Actions to take »
(A) In two sentences, what does the article on elected mayors say?
(B) In the article on elected mayors, how many more cities will hold referenda on a city mayor in May?
(C) Carry on the article on elected mayors from the end of its last paragraph.

Page extract »
Elected mayors: can councils learn from the mistakes of the past?

The streets of North Doncaster.
The early success – and later breakdown – of the relationship between Doncaster's chief executive and first elected mayor could offer guidance for councils. Photograph: Gabriel Szabo/Guzelian

The coming months seem certain to see an acceleration towards political leadership by elected mayors, and further challenges to the need for a single local authority chief executive. Following decisions in Leicester, Salford and Liverpool, a further 10 cities will hold referenda on a city mayor in May. Meanwhile a number of county councils and unitary authorities are instituting officer leadership teams, without a full chief executive.

There is huge controversy over whether these trends are the right direction of travel for local government. The evidence and analysis on elected mayors is ambiguous – and on dispensing with the chief executive it is generally rather adverse.

As the chief who led Doncaster Council into elected mayoral governance, I should declare an interest here – and perhaps take some responsibility for subsequent events. However, the Doncaster example is revealing. It illustrates the potential, as well as the dangers, of today's trends.

Doncaster had experienced several years of police and audit investigations and performance concerns in the 1990s. As an incoming chief executive working with a new political leadership team, I instituted what was then seen as a radical governance reform, approved by Doncaster residents in a referendum. The move to mayoral governance marked a symbolic and substantive shift from difficulties stretching back to the miners strikes in the early 1980s.

Given records »
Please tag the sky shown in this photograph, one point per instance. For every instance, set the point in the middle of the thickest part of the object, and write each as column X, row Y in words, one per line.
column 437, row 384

---

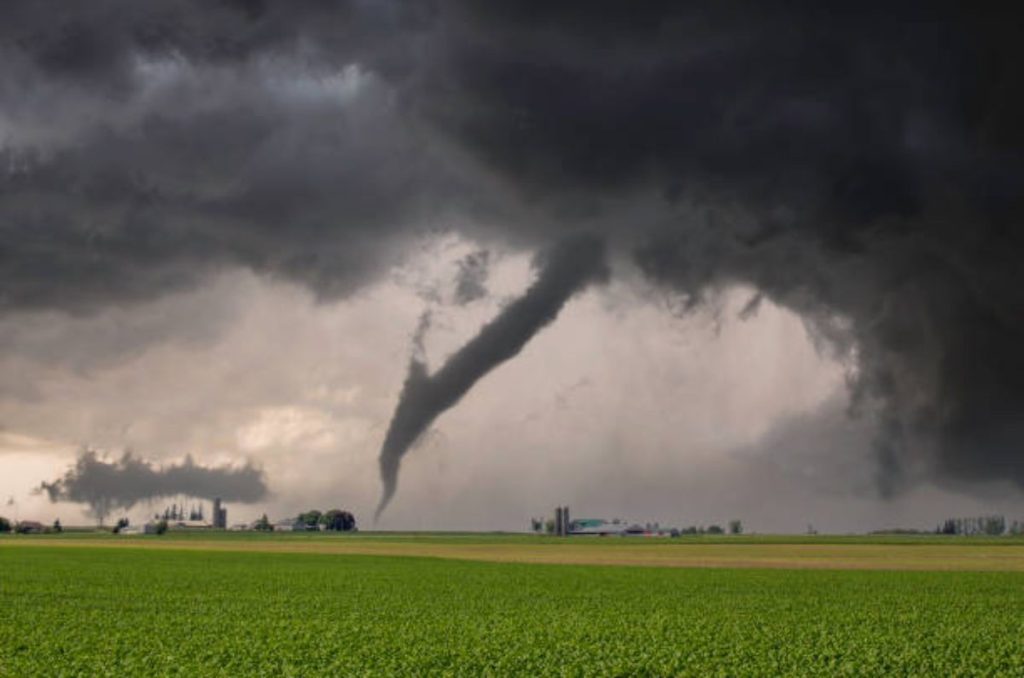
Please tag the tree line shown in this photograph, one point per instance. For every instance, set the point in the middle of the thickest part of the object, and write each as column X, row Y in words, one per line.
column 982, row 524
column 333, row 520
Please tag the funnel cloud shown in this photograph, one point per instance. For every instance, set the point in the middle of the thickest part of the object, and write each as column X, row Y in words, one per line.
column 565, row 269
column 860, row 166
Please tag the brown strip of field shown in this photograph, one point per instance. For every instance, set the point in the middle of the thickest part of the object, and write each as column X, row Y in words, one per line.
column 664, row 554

==

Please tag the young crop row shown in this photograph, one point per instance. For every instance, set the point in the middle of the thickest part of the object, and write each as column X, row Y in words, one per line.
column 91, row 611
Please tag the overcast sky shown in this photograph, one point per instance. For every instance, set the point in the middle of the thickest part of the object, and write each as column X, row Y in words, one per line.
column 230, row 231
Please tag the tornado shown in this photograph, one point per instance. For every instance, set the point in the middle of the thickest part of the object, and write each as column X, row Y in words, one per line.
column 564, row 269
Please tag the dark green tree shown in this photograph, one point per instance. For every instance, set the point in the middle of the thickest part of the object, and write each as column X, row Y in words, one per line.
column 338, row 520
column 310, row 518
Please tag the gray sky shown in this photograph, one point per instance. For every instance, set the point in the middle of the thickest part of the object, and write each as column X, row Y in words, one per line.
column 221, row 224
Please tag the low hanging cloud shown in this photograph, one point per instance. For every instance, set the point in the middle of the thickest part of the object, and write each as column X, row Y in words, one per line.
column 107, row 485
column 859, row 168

Answers for this exercise »
(A) More cities are set to hold referenda on elected mayors, and some councils are replacing a single chief executive with officer leadership teams, though the evidence on mayors is ambiguous and on dropping the chief executive is generally adverse. The writer, who as chief executive led Doncaster Council into mayoral governance after years of investigations and performance concerns, sees Doncaster as showing both the potential and the dangers of these trends.

(B) A further 10 cities.

(C)
National politicians, the media, and indeed local government itself now tends to characterise Doncaster as a chronic basket case, but by December 2002 – the first Comprehensive Performance Assessment (CPA) of upper tier councils – it was showcased as one of the four fastest improving councils in the country.

Right up to the end of the decade, the area changed significantly. Investments in a new airport, the university, the racecourse and community stadium, and a portfolio of community regeneration and neighbourhood management programmes, positioned the town as a growth hub; and a gateway to Yorkshire and the Humber.

The foundation of Doncaster's (admittedly transitory) success was not, in my opinion, the textbook prescription of a political/managerial spilt. Rather, it was founded upon:

• A close personal chemistry between mayor and chief executive

• A broad leadership team – including a strong deputy mayor and talented group of senior and middle ranking officers

• Relationships with those outside the council

• Performance management

Both the elected mayor and the chief executive would say they were responsible for strategy, relationship and performance management.

Of course, we brought slightly differing starting points and nuances to the project. Perhaps I focused more on economic growth and generating wealth, while the mayor focused on community participation. Certainly the mayor tended to make the value judgements; I majored on the execution and delivery of those political calls.

Our personal investment in detailed deliberation (often mediated by the deputy mayor) allowed us to bring our two perspectives together.

I would argue that Doncaster's ingredients of success are important for today's debate over local leadership. Managing the complexity of large places and their institutions needs the capacity of a broad team of leaders, all looking out. Having a creative tension at the apex of that team gives a shape and direction to change that, alone, each could not muster.

Sadly, the effective partnership celebrated in that initial CPA report was not sustained; by the summer of 2003 the mayor and myself agreed to go our separate ways.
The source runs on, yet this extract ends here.